→ **What is needed**: Reproduce every line of the records below with no changes at all, from the first to the last.

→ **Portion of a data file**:
::::::

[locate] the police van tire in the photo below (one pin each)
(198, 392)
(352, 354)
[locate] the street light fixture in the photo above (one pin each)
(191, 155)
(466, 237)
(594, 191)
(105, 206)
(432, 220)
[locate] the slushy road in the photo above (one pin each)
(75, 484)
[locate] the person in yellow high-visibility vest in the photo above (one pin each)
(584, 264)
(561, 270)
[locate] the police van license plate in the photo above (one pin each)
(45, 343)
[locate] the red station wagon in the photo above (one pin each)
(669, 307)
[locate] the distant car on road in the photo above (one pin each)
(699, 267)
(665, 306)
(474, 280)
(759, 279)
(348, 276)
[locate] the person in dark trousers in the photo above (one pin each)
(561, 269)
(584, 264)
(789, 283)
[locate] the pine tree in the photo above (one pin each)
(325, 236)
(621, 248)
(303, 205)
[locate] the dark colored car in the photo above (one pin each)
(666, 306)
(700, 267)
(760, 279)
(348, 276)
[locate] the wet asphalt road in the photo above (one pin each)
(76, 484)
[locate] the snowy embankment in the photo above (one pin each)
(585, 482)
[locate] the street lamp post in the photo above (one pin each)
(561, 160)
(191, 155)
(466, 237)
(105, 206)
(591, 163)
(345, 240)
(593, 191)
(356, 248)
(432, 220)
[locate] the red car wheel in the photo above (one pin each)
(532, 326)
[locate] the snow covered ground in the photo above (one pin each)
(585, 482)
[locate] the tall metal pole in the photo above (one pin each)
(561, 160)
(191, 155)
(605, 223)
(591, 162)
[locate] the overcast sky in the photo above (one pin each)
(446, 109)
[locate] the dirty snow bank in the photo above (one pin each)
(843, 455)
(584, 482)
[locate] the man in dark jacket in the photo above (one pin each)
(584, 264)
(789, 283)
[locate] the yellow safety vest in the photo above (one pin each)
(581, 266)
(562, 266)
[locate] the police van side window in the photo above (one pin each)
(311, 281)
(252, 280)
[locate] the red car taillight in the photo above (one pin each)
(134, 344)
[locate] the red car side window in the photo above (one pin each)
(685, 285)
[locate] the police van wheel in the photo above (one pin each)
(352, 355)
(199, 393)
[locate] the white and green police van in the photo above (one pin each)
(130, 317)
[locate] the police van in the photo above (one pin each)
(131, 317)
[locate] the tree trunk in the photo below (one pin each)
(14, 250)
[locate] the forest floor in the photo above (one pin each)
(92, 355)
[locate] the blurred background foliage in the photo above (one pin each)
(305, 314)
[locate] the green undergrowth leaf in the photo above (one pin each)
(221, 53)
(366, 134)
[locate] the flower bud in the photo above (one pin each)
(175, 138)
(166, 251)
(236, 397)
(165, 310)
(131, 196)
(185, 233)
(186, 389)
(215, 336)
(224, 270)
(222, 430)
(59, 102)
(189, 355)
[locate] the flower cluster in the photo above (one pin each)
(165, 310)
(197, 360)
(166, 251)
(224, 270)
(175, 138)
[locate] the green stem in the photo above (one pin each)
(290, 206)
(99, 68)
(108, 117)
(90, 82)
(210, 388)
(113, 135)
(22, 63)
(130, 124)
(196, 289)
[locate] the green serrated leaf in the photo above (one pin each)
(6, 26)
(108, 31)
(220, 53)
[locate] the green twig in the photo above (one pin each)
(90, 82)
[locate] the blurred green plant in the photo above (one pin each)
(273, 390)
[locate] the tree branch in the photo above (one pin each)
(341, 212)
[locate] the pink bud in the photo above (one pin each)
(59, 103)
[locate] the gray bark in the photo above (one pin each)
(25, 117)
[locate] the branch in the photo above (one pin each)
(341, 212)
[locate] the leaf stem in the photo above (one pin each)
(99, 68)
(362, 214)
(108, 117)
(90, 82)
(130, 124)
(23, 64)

::::::

→ **Written response**:
[locate] the police van tire in the photo below (one pin each)
(198, 392)
(352, 354)
[locate] the street light fixture in the photo above (one pin each)
(191, 155)
(466, 237)
(594, 191)
(105, 206)
(432, 220)
[locate] the slushy road in the photo above (one pin each)
(75, 484)
[locate] the person in yellow high-visibility vest in the photo above (one pin each)
(584, 264)
(561, 270)
[locate] the police van license plate in the photo above (one pin each)
(45, 343)
[locate] the red station wagon in the photo above (one pin each)
(669, 307)
[locate] the distant car on road in the photo above (one pin each)
(699, 267)
(665, 306)
(474, 280)
(759, 279)
(348, 276)
[locate] the person in dark trousers in the photo above (one pin each)
(561, 269)
(584, 264)
(789, 283)
[locate] the pine tree in the photo above (one pin each)
(325, 236)
(621, 248)
(303, 205)
[locate] the dark colored car in the photo above (one pin each)
(666, 306)
(700, 267)
(760, 279)
(348, 276)
[locate] the wet asphalt road in the photo above (one pin each)
(76, 484)
[locate] the snowy embankment in the photo above (one pin each)
(585, 482)
[locate] the street lamp post in the photo above (one pin each)
(561, 160)
(191, 155)
(466, 237)
(105, 206)
(591, 163)
(345, 240)
(593, 191)
(356, 248)
(432, 220)
[locate] the red car wheel in the photo above (one pin each)
(532, 326)
[locate] the snow covered ground in the photo above (one pin each)
(585, 482)
[locate] the tall metal pole in the photo above (one pin each)
(561, 160)
(191, 155)
(605, 223)
(591, 162)
[locate] the overcast sky in the photo above (one pin each)
(446, 109)
[locate] the dirty snow bank in the photo above (one pin each)
(843, 455)
(584, 482)
[locate] the man in dark jacket in the photo above (one pin each)
(584, 264)
(789, 283)
[locate] the yellow safety vest in the photo above (one pin each)
(581, 266)
(562, 266)
[locate] the police van side window in the photo above (one pin each)
(311, 281)
(252, 280)
[locate] the red car taillight in the photo above (one pin each)
(134, 344)
[locate] the red car side window in the photo above (one pin each)
(685, 285)
[locate] the police van wheel in the photo above (one pin each)
(352, 355)
(199, 393)
[locate] the white and green police van in the photo above (one pin each)
(130, 317)
[locate] the police van in the photo above (one pin each)
(131, 317)
[locate] the tree trunk in the photo below (one pin each)
(14, 250)
[locate] the forest floor in the photo above (one pin each)
(92, 355)
[locate] the blurred background foliage in the photo above (one pin each)
(305, 314)
[locate] the green undergrowth leaf in the photo above (one pin each)
(221, 53)
(366, 134)
[locate] the flower bud in the photo above (one pin each)
(175, 138)
(166, 251)
(236, 397)
(165, 310)
(131, 196)
(185, 233)
(186, 389)
(215, 336)
(224, 270)
(222, 430)
(59, 102)
(189, 355)
[locate] the flower cluster in the photo above (one pin each)
(165, 310)
(197, 360)
(166, 251)
(224, 270)
(175, 138)
[locate] the green stem in the photo above (one pin each)
(290, 206)
(99, 68)
(108, 117)
(90, 82)
(210, 388)
(113, 135)
(22, 63)
(130, 124)
(196, 289)
[locate] the green serrated leaf in the photo above (one pin each)
(6, 26)
(108, 31)
(220, 53)
[locate] the green twig in the photo above (one pin each)
(90, 82)
[locate] the blurred green plant in the photo above (one pin each)
(273, 390)
[locate] the tree branch in the photo above (one pin each)
(341, 212)
[locate] the pink bud in the photo above (one pin each)
(59, 103)
[locate] the gray bark in the photo above (one pin each)
(25, 117)
[locate] the branch in the photo above (one pin each)
(341, 212)
[locate] the leaf stem in the photo above (one pin each)
(99, 68)
(362, 214)
(108, 117)
(90, 82)
(130, 124)
(23, 64)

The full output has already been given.